Your goal
Format the lines below as a Markdown table with two columns, Row and Line, giving each line its own numbered row and leaving out any blank lines.

======== Given data ========

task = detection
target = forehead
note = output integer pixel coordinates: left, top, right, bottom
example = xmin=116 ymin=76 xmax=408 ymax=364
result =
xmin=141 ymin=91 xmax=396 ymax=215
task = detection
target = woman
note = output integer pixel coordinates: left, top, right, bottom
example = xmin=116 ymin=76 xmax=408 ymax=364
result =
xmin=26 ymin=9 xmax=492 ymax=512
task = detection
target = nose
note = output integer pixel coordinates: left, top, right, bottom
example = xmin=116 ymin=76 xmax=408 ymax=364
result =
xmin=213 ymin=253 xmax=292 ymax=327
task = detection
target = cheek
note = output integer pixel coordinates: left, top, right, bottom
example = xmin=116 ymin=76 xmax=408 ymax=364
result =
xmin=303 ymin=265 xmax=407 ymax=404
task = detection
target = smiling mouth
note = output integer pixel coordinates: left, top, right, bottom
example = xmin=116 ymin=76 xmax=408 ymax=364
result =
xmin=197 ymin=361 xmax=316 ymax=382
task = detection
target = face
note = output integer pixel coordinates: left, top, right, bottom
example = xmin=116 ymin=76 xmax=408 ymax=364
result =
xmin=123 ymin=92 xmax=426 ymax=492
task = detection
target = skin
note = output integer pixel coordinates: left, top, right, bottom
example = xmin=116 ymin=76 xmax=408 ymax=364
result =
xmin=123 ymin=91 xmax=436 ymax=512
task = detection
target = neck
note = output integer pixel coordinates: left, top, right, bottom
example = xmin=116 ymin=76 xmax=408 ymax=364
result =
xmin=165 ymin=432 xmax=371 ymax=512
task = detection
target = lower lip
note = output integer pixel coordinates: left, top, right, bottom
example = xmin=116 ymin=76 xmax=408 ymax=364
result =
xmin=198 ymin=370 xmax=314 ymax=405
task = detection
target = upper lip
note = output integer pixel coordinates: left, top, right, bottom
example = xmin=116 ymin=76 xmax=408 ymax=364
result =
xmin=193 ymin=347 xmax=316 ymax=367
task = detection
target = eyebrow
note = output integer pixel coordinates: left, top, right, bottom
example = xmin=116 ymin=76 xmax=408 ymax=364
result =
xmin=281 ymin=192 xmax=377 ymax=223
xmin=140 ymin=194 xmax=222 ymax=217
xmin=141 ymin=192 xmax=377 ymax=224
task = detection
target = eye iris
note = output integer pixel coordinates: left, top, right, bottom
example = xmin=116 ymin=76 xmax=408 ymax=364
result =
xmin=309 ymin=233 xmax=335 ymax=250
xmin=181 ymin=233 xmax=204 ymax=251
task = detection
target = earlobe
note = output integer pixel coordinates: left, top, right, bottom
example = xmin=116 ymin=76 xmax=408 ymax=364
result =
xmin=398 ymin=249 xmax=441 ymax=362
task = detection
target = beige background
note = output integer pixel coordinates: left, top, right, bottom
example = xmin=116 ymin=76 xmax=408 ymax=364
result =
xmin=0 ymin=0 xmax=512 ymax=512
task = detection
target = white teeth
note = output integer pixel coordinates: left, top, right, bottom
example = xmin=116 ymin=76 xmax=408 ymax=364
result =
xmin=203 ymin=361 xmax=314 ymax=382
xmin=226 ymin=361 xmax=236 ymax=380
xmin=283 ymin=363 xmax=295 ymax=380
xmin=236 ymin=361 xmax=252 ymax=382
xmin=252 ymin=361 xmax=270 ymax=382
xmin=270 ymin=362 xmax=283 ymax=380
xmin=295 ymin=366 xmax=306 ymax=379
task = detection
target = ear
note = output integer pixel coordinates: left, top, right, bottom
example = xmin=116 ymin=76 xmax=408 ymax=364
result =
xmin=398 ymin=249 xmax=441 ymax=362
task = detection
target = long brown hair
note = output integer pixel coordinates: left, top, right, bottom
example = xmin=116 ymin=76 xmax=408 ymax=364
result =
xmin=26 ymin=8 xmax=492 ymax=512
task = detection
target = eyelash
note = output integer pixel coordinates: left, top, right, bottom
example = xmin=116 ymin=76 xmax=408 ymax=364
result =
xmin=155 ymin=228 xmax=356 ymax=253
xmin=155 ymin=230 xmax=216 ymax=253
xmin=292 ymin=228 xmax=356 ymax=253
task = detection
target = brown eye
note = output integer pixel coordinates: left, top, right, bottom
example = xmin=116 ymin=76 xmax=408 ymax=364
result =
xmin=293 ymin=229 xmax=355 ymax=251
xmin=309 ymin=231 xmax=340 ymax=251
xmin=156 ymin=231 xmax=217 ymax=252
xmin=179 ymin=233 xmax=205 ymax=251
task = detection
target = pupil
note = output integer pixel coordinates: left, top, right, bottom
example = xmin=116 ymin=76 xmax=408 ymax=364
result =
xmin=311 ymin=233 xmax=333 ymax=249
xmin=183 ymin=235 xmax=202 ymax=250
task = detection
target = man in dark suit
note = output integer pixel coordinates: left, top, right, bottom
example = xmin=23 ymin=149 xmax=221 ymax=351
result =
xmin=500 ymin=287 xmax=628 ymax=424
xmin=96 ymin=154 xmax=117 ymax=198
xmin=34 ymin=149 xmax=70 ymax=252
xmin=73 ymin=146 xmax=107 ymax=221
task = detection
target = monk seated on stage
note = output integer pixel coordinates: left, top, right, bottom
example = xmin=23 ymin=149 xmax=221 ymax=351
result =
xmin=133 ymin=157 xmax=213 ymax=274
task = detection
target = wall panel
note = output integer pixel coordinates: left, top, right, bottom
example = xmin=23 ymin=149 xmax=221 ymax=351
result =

========

Exercise answer
| Row | Line |
|---|---|
| 1 | task = detection |
| 2 | target = forehead |
| 3 | note = output integer pixel coordinates: left, top, right, bottom |
| 4 | example = xmin=116 ymin=76 xmax=408 ymax=364 |
| 5 | result = |
| 6 | xmin=141 ymin=91 xmax=396 ymax=215 |
| 7 | task = detection |
| 8 | target = woman |
| 9 | note = output integer pixel coordinates: left, top, right, bottom |
| 10 | example = xmin=116 ymin=76 xmax=408 ymax=364 |
| 11 | result = |
| 12 | xmin=26 ymin=9 xmax=492 ymax=512 |
| 13 | task = detection |
| 14 | target = nose |
| 15 | note = output integer pixel coordinates: left, top, right, bottom |
| 16 | example = xmin=116 ymin=76 xmax=408 ymax=364 |
| 17 | result = |
| 18 | xmin=213 ymin=253 xmax=292 ymax=327 |
| 19 | task = detection |
| 20 | target = cheek |
| 21 | note = output integer pixel coordinates: left, top, right, bottom |
| 22 | example = xmin=116 ymin=76 xmax=408 ymax=364 |
| 23 | result = |
| 24 | xmin=303 ymin=265 xmax=407 ymax=404 |
| 25 | task = detection |
| 26 | target = smiling mouth |
| 27 | note = output integer pixel coordinates: left, top, right, bottom |
| 28 | example = xmin=116 ymin=76 xmax=408 ymax=364 |
| 29 | result = |
| 30 | xmin=197 ymin=361 xmax=316 ymax=382 |
| 31 | task = detection |
| 32 | target = face |
| 33 | note = output integer pixel coordinates: left, top, right, bottom |
| 34 | example = xmin=116 ymin=76 xmax=408 ymax=364 |
| 35 | result = |
| 36 | xmin=123 ymin=92 xmax=426 ymax=492 |
| 37 | task = detection |
| 38 | target = skin |
| 39 | note = output integer pixel coordinates: left, top, right, bottom |
| 40 | example = xmin=116 ymin=76 xmax=408 ymax=364 |
| 41 | result = |
| 42 | xmin=123 ymin=91 xmax=436 ymax=512 |
| 43 | task = detection |
| 44 | target = neck |
| 45 | note = output integer pixel coordinates: left, top, right, bottom |
| 46 | example = xmin=116 ymin=76 xmax=408 ymax=364 |
| 47 | result = |
| 48 | xmin=165 ymin=432 xmax=371 ymax=512 |
| 49 | task = detection |
| 50 | target = lower lip |
| 51 | note = output integer pixel coordinates: left, top, right, bottom |
| 52 | example = xmin=116 ymin=76 xmax=408 ymax=364 |
| 53 | result = |
| 54 | xmin=198 ymin=370 xmax=314 ymax=405 |
| 55 | task = detection |
| 56 | target = upper lip |
| 57 | note = output integer pixel coordinates: left, top, right, bottom |
| 58 | example = xmin=116 ymin=76 xmax=408 ymax=364 |
| 59 | result = |
| 60 | xmin=193 ymin=347 xmax=316 ymax=367 |
| 61 | task = detection |
| 62 | target = eyebrow |
| 63 | note = output integer pixel coordinates: left, top, right, bottom |
| 64 | example = xmin=116 ymin=76 xmax=408 ymax=364 |
| 65 | result = |
| 66 | xmin=281 ymin=192 xmax=377 ymax=223 |
| 67 | xmin=140 ymin=194 xmax=222 ymax=217 |
| 68 | xmin=141 ymin=192 xmax=377 ymax=224 |
| 69 | task = detection |
| 70 | target = eye iris |
| 71 | note = output integer pixel coordinates: left, top, right, bottom |
| 72 | example = xmin=116 ymin=76 xmax=408 ymax=364 |
| 73 | result = |
| 74 | xmin=309 ymin=233 xmax=335 ymax=250 |
| 75 | xmin=181 ymin=233 xmax=204 ymax=251 |
| 76 | task = detection |
| 77 | target = earlobe |
| 78 | note = output integer pixel coordinates: left, top, right, bottom |
| 79 | example = xmin=116 ymin=76 xmax=408 ymax=364 |
| 80 | result = |
| 81 | xmin=398 ymin=249 xmax=441 ymax=362 |
| 82 | task = detection |
| 83 | target = beige background |
| 84 | note = output integer pixel coordinates: left, top, right, bottom |
| 85 | example = xmin=116 ymin=76 xmax=408 ymax=364 |
| 86 | result = |
| 87 | xmin=0 ymin=0 xmax=512 ymax=512 |
| 88 | task = detection |
| 89 | target = white teeth |
| 90 | note = output integer pixel coordinates: left, top, right, bottom |
| 91 | example = xmin=116 ymin=76 xmax=408 ymax=364 |
| 92 | result = |
| 93 | xmin=203 ymin=361 xmax=314 ymax=382 |
| 94 | xmin=226 ymin=361 xmax=236 ymax=380 |
| 95 | xmin=283 ymin=363 xmax=295 ymax=380 |
| 96 | xmin=236 ymin=361 xmax=252 ymax=382 |
| 97 | xmin=252 ymin=361 xmax=270 ymax=382 |
| 98 | xmin=270 ymin=362 xmax=283 ymax=380 |
| 99 | xmin=295 ymin=366 xmax=306 ymax=379 |
| 100 | task = detection |
| 101 | target = ear |
| 102 | note = output integer pixel coordinates: left, top, right, bottom |
| 103 | example = xmin=116 ymin=76 xmax=408 ymax=364 |
| 104 | result = |
| 105 | xmin=398 ymin=249 xmax=441 ymax=362 |
| 106 | task = detection |
| 107 | target = long brown hair |
| 108 | note = output integer pixel coordinates: left, top, right, bottom |
| 109 | example = xmin=116 ymin=76 xmax=408 ymax=364 |
| 110 | result = |
| 111 | xmin=26 ymin=8 xmax=492 ymax=512 |
| 112 | task = detection |
| 113 | target = eyelash |
| 114 | note = output integer pixel coordinates: left, top, right, bottom |
| 115 | example = xmin=116 ymin=76 xmax=408 ymax=364 |
| 116 | result = |
| 117 | xmin=155 ymin=228 xmax=356 ymax=253 |
| 118 | xmin=155 ymin=230 xmax=216 ymax=253 |
| 119 | xmin=292 ymin=228 xmax=356 ymax=253 |
| 120 | task = detection |
| 121 | target = brown eye |
| 122 | note = output integer pixel coordinates: left, top, right, bottom |
| 123 | example = xmin=116 ymin=76 xmax=408 ymax=364 |
| 124 | result = |
| 125 | xmin=293 ymin=229 xmax=355 ymax=251 |
| 126 | xmin=309 ymin=231 xmax=340 ymax=251 |
| 127 | xmin=156 ymin=231 xmax=217 ymax=252 |
| 128 | xmin=179 ymin=233 xmax=205 ymax=251 |
| 129 | task = detection |
| 130 | target = pupil |
| 131 | note = output integer pixel coordinates: left, top, right, bottom |
| 132 | example = xmin=116 ymin=76 xmax=408 ymax=364 |
| 133 | result = |
| 134 | xmin=311 ymin=233 xmax=333 ymax=249 |
| 135 | xmin=183 ymin=235 xmax=202 ymax=250 |
| 136 | task = detection |
| 137 | target = man in dark suit |
| 138 | note = output integer pixel coordinates: left, top, right, bottom |
| 139 | example = xmin=23 ymin=149 xmax=221 ymax=351 |
| 140 | result = |
| 141 | xmin=500 ymin=287 xmax=628 ymax=424 |
| 142 | xmin=96 ymin=154 xmax=117 ymax=198 |
| 143 | xmin=34 ymin=149 xmax=70 ymax=252 |
| 144 | xmin=73 ymin=146 xmax=107 ymax=221 |
| 145 | task = detection |
| 146 | target = monk seated on stage |
| 147 | note = output integer pixel coordinates: left, top, right, bottom |
| 148 | example = xmin=23 ymin=149 xmax=221 ymax=351 |
| 149 | result = |
| 150 | xmin=133 ymin=157 xmax=213 ymax=274 |
| 151 | task = detection |
| 152 | target = wall panel |
| 153 | note = output integer pixel coordinates: left, top, right, bottom |
| 154 | example = xmin=23 ymin=149 xmax=221 ymax=351 |
| 155 | result = |